• _The task_:
Please reproduce the records word for word, starting at the line that contains "Indicate the green overalls" and stopping after the line that contains "x=478, y=151". Include both of those lines.

• _Given records_:
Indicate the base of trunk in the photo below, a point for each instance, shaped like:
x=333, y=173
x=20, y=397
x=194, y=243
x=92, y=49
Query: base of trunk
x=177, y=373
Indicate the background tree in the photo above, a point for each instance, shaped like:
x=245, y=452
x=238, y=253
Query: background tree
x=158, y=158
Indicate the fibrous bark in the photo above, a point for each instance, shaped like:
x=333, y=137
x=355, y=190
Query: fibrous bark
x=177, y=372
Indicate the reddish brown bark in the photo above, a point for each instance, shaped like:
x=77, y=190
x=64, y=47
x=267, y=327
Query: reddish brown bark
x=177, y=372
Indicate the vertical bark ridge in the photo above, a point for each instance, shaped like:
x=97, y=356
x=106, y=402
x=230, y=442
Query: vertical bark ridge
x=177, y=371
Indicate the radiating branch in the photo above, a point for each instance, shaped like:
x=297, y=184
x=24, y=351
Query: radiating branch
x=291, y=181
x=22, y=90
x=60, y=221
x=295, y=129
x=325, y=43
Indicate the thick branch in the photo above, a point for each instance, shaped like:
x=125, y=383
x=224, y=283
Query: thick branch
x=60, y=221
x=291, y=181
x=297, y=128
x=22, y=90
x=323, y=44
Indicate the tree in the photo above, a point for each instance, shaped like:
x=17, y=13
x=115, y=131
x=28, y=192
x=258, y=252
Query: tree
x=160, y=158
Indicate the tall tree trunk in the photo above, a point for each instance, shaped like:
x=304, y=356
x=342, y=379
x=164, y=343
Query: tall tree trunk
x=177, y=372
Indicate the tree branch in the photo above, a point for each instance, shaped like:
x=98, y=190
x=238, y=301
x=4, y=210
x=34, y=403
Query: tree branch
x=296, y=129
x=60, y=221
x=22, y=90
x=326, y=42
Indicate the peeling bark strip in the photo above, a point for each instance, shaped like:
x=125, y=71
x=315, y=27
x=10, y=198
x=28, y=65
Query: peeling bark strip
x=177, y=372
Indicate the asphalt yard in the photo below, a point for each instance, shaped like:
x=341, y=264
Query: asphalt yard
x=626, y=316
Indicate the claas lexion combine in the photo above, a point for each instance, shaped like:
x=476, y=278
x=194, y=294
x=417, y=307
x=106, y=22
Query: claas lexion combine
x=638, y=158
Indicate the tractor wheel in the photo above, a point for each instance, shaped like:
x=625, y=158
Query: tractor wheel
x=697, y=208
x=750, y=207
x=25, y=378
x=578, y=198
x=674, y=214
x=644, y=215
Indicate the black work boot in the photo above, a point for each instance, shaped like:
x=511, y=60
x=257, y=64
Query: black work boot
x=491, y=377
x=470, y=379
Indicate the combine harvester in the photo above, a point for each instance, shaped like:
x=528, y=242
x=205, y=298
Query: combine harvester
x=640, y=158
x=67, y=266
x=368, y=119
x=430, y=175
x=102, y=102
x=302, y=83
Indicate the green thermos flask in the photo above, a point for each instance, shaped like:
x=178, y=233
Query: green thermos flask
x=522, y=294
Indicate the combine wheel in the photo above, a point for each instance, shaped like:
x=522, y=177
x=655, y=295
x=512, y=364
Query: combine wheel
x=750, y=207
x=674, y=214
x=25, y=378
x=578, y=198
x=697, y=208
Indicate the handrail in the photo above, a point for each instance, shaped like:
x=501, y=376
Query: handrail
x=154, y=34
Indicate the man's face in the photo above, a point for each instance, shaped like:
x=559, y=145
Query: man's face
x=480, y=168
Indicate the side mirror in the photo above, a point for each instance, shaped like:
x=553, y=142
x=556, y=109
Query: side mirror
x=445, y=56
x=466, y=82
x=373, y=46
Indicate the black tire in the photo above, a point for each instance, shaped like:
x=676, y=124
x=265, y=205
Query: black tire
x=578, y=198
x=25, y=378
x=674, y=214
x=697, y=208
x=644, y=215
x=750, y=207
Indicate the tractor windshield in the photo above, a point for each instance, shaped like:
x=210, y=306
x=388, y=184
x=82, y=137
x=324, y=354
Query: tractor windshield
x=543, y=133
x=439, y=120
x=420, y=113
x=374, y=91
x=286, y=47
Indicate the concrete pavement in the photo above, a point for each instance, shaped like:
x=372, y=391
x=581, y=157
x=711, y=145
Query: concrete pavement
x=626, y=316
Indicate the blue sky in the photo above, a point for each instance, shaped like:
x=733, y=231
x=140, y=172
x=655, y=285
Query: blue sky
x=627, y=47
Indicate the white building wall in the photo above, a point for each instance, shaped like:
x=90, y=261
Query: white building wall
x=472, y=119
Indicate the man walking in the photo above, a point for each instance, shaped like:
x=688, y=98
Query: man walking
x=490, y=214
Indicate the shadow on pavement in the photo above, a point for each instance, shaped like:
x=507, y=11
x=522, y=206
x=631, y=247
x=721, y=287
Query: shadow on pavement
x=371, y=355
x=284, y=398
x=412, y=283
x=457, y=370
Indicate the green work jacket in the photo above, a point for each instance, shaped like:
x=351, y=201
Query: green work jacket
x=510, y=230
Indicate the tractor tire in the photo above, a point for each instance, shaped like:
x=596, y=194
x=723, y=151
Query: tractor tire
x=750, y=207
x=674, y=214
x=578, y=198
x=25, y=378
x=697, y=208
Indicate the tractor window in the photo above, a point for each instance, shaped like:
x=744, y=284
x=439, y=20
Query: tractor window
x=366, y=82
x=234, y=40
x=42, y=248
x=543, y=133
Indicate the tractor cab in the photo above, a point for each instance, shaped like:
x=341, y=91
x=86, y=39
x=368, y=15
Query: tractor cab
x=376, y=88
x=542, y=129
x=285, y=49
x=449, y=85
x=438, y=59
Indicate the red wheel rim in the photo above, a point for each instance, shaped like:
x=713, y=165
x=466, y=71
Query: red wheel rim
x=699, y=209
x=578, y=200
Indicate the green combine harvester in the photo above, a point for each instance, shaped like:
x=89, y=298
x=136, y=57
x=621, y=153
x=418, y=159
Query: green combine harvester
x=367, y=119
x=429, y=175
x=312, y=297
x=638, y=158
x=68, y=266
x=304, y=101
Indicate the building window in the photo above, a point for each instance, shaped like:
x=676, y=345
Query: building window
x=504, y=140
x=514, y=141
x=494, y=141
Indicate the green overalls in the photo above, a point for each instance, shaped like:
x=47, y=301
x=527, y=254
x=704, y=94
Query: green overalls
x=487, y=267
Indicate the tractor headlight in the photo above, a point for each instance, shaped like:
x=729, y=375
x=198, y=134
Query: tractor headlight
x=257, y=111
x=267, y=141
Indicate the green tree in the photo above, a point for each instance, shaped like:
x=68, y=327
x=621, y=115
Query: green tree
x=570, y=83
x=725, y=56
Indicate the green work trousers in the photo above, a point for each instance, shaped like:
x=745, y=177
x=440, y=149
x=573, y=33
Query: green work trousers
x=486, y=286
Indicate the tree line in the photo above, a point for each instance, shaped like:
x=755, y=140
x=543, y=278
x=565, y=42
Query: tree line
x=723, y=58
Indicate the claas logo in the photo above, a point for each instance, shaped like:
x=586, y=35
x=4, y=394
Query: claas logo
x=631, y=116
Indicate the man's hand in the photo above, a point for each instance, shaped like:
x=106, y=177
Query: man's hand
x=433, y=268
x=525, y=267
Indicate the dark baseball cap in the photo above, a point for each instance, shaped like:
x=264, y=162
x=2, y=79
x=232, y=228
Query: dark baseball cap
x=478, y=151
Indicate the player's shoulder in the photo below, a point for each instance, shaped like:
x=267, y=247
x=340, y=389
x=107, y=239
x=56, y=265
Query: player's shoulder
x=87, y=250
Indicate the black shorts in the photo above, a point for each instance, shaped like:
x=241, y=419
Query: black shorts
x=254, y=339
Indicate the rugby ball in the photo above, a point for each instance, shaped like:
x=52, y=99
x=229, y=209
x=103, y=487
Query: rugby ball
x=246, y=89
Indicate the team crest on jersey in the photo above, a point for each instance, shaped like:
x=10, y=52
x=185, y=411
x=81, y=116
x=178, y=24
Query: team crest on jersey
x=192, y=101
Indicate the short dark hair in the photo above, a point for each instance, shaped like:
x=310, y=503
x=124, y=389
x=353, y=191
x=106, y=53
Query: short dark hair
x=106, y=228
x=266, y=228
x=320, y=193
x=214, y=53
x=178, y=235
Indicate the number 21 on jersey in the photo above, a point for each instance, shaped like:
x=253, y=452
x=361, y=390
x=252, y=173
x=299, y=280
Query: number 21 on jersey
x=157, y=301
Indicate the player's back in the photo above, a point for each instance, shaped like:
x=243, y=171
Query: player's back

• _Reply_:
Indicate the green overalls in the photo above, a point for each instance, shaped like:
x=47, y=301
x=527, y=254
x=704, y=94
Query: green overalls
x=487, y=267
Indicate the tractor headlight in the photo above, a point for each instance, shaped like:
x=729, y=375
x=198, y=134
Query: tractor headlight
x=257, y=111
x=267, y=141
Indicate the green tree in the photo above, a point for each instance, shaped like:
x=68, y=327
x=621, y=115
Query: green tree
x=570, y=83
x=725, y=56
Indicate the green work trousers in the photo above, a point for each instance, shaped like:
x=745, y=177
x=440, y=149
x=573, y=33
Query: green work trousers
x=486, y=286
Indicate the tree line in the photo above, a point for each instance, shaped like:
x=755, y=140
x=543, y=278
x=565, y=42
Query: tree line
x=723, y=58
Indicate the claas logo in the photo above, a point for each instance, shaped like:
x=586, y=35
x=4, y=394
Query: claas logo
x=631, y=116
Indicate the man's hand in the photo above, a point for each instance, shaped like:
x=106, y=177
Query: man's hand
x=433, y=268
x=525, y=267
Indicate the dark baseball cap in the photo above, a point for each instance, shaped like:
x=264, y=162
x=2, y=79
x=232, y=228
Query: dark baseball cap
x=478, y=151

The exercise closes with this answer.